» **Exercise goal**:
The response must reproduce exactly every line of the material below holding the word "grass".

» **Exercise data**:
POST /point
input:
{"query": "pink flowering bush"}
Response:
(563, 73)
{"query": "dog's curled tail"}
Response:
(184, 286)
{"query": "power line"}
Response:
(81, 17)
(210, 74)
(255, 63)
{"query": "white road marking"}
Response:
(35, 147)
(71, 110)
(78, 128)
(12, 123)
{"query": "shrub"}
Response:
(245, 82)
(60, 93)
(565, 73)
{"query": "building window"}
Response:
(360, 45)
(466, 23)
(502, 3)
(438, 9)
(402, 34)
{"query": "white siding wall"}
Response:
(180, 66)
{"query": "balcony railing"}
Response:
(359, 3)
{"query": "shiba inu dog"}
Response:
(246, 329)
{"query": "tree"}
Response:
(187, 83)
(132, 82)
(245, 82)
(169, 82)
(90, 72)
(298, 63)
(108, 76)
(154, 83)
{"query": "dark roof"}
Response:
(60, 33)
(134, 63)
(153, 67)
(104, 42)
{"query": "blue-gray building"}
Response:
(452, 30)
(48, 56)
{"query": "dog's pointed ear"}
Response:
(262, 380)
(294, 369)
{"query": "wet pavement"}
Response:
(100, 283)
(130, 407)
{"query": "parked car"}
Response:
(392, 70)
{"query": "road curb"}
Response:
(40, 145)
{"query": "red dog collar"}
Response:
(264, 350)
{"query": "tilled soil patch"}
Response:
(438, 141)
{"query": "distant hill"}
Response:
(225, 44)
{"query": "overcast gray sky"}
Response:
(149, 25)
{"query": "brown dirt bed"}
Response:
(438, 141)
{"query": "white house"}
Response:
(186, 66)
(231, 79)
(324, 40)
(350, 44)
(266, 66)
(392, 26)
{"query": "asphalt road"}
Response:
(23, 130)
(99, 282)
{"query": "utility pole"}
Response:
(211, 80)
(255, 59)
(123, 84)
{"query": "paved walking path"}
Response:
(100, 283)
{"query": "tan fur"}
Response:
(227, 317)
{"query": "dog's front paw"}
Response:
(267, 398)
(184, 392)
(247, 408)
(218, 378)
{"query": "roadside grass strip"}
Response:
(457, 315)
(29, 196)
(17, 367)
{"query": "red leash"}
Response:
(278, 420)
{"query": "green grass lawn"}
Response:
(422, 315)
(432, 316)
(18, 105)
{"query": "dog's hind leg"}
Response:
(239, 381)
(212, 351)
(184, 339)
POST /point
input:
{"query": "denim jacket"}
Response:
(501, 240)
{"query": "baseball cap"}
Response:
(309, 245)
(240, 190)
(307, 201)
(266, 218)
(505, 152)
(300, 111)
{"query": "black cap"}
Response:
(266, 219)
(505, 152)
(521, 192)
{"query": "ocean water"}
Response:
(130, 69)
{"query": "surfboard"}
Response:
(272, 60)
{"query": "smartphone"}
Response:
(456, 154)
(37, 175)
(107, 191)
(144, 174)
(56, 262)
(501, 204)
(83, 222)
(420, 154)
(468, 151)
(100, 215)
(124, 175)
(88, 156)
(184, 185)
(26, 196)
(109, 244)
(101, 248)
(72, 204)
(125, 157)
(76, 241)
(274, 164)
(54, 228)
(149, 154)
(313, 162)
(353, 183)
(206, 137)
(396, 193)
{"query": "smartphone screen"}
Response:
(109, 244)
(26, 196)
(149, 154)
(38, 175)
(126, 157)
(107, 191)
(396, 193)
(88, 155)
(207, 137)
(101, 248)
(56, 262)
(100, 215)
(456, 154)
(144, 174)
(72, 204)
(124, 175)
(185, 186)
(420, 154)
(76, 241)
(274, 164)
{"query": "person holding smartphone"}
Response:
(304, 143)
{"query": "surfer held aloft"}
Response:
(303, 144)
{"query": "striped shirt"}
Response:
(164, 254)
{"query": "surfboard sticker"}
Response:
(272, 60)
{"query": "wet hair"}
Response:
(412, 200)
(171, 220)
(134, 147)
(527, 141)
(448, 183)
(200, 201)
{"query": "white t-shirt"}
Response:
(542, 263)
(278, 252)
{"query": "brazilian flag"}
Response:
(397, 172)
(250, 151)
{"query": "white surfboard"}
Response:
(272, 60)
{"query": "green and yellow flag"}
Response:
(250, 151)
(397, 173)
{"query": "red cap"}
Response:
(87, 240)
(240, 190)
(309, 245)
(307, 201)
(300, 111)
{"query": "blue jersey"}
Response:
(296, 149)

» **Task output**:
{"query": "roadside grass strip"}
{"query": "green grass lawn"}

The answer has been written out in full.